▶ **Extracted text**:
==================================================
As part of a training exercise being conducted for prison and other law enforcement officials; they will be taught how to deal with vulnerable groups, especially the dozens of mentally unstable inmates that make up the total prison population in Guyana.
During his remarks at the opening of a five-day workshop today, Prisons Director, Gladwin Samuels related that on a daily basis, prisons across Guyana account for about 75 persons who are known to be mentally unstable. He said that these individuals have now been dispersed following the 2017 fire at the Camp Street penitentiary.
“The role of the prison officers is very important in terms of ensuring that these persons who are deemed vulnerable are not taken advantage of. Today, I see this training as a step in the right direction, in order for us to be better equipped to identify those persons with special needs,” he said.
Samuels also told the gathering that these inmates received daily, and in some cases fortnightly care when they were housed at Camp Street Prison from the Georgetown Public Hospital.
The training, which is being held in collaboration with the British High Commission, was also addressed by the Acting High Commissioner, Ron Rimmer who noted that “this training is the latest in a series of tangible outputs that the UK had undertaken or will be undertaking in the near future.”
An inquiry into the March 2-4, 2016 Camp Street Prison Riot recommended that several interventions be taken to correct the deficiencies at the courts, the police and prison system.
Vulnerable groups within the prison system also include Indigenous people, substance abusers, HIV positive persons, old persons and children.
The training is being facilitated by two experts in the areas of mental health.
==================================================
▶ **Information supplied**:
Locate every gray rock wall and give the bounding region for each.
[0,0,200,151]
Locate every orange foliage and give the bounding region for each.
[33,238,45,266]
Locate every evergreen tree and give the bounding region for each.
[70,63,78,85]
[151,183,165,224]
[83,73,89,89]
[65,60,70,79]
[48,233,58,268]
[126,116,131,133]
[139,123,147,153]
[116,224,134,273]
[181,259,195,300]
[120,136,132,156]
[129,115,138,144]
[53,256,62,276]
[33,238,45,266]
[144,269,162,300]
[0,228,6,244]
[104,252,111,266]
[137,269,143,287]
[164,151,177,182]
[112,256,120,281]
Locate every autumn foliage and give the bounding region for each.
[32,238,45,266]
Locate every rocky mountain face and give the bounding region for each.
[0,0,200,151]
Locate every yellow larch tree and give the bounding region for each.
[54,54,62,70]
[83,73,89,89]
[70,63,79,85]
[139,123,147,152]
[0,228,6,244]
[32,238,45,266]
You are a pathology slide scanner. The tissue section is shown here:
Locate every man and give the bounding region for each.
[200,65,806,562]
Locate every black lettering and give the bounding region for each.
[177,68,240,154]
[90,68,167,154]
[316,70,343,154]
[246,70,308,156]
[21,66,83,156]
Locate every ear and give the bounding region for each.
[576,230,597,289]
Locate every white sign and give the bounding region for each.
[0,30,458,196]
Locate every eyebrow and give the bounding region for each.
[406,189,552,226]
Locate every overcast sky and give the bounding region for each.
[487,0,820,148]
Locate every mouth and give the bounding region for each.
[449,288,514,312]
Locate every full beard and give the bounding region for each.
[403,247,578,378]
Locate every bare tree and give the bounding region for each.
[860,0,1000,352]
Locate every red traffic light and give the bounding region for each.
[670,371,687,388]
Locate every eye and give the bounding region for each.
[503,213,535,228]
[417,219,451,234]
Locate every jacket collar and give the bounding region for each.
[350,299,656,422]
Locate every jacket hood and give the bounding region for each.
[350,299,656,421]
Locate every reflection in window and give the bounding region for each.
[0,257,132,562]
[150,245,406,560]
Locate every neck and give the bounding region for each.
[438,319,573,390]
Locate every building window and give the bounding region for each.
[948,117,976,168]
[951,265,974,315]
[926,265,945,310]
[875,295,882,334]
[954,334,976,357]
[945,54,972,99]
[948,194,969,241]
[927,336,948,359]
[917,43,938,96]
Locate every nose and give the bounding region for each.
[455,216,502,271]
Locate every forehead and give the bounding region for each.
==================================================
▶ **Problem statement**:
Copy word for word the portion of the prison training report above that starts with "An inquiry into" and ends after "of mental health.".

▶ **Finished task**:
An inquiry into the March 2-4, 2016 Camp Street Prison Riot recommended that several interventions be taken to correct the deficiencies at the courts, the police and prison system.
Vulnerable groups within the prison system also include Indigenous people, substance abusers, HIV positive persons, old persons and children.
The training is being facilitated by two experts in the areas of mental health.